> **Work to complete**:
All lines from the one with "Query: ridge of grass" onward, through the last line of the records below, are to be retyped word for word.

-------- Data extracts --------

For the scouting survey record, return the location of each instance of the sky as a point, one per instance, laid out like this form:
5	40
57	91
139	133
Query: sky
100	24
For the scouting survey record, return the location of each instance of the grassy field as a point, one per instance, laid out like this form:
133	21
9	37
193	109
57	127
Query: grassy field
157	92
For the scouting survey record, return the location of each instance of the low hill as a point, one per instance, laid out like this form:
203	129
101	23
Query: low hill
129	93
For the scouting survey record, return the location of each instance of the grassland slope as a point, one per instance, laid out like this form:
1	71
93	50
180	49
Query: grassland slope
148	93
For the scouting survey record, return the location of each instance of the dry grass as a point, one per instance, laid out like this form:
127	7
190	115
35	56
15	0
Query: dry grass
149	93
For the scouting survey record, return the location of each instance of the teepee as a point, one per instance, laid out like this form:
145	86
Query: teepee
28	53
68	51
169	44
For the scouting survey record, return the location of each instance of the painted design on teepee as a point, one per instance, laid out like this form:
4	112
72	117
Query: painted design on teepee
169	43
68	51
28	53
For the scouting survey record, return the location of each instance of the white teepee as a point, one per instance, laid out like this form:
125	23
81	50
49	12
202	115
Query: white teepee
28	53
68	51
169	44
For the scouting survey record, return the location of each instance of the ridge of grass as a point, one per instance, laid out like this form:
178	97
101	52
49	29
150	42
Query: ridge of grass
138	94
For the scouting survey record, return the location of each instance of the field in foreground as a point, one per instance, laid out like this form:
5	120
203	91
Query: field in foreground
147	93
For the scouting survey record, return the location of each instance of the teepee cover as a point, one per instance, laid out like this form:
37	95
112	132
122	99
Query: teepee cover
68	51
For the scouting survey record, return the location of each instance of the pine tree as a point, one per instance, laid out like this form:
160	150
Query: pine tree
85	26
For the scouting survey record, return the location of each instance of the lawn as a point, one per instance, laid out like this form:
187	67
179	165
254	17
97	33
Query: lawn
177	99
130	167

--------

> **Result of the task**:
Query: ridge of grass
138	94
For the scouting survey record, return the location of each instance of the field in foreground as a point, one per instance, laid out like this form:
5	120
203	91
Query: field in foreground
147	93
For the scouting survey record, return the location of each instance of the teepee cover as a point, one per instance, laid out like this form:
37	95
112	132
122	99
Query: teepee cover
68	51
For the scouting survey record, return the location of each instance of the pine tree as a point, one per instance, laid out like this form:
160	150
Query: pine tree
85	26
For the scouting survey record, return the location of each instance of the lawn as a point, one per instance, laid out like this form:
187	67
179	165
254	17
97	33
Query: lawn
177	99
130	167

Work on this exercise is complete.